In the rows below, begin at the line that contains "Reviewer check: every instance of the bird's leg" and stop after the line that contains "Query: bird's beak". Reproduce only that span with "keypoint" swapped for "marker" throughout, leaving everything else unchanged.

◆ PROVIDED DATA:
= = = =

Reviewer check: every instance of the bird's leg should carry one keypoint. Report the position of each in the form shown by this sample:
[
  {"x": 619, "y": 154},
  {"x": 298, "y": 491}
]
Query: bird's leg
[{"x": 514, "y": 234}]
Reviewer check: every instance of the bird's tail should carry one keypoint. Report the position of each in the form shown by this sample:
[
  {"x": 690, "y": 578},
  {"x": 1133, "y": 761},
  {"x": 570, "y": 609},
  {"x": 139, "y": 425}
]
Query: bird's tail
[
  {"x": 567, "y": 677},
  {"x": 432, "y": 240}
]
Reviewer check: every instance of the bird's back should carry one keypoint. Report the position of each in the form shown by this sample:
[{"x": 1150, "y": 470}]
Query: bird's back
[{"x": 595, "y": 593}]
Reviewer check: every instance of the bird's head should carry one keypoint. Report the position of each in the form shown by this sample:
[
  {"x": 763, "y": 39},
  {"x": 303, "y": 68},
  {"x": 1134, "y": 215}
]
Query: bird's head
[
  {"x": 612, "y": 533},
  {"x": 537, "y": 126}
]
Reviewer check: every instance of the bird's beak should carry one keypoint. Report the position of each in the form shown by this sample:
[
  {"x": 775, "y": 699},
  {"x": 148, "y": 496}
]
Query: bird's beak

= = = =

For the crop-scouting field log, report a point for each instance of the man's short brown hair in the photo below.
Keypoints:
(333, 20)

= = = =

◆ EXERCISE RESPONSE:
Reviewer check: every instance of the bird's leg should carry one marker. Report the position of each in the form shown by this sample:
[
  {"x": 619, "y": 154},
  {"x": 298, "y": 491}
]
Query: bird's leg
[{"x": 514, "y": 234}]
Reviewer check: every instance of the bird's tail should carry one marker. Report the position of each in the form shown by this sample:
[
  {"x": 690, "y": 578},
  {"x": 1133, "y": 761},
  {"x": 570, "y": 609},
  {"x": 139, "y": 425}
]
Query: bird's tail
[
  {"x": 567, "y": 677},
  {"x": 432, "y": 240}
]
Reviewer check: every instance of the bird's back should carry one marker. Report the position of each in the form shown by this sample:
[{"x": 1150, "y": 470}]
Query: bird's back
[{"x": 595, "y": 593}]
Reviewer check: every instance of the bird's head should carry one marker. Report the position of each in the form shown by this sample:
[
  {"x": 763, "y": 39},
  {"x": 303, "y": 68},
  {"x": 1134, "y": 215}
]
Query: bird's head
[
  {"x": 612, "y": 533},
  {"x": 537, "y": 126}
]
Reviewer check: every instance of the bird's beak should carry one marker. Report the position of each in the form shown by this sample:
[
  {"x": 775, "y": 699},
  {"x": 148, "y": 496}
]
Query: bird's beak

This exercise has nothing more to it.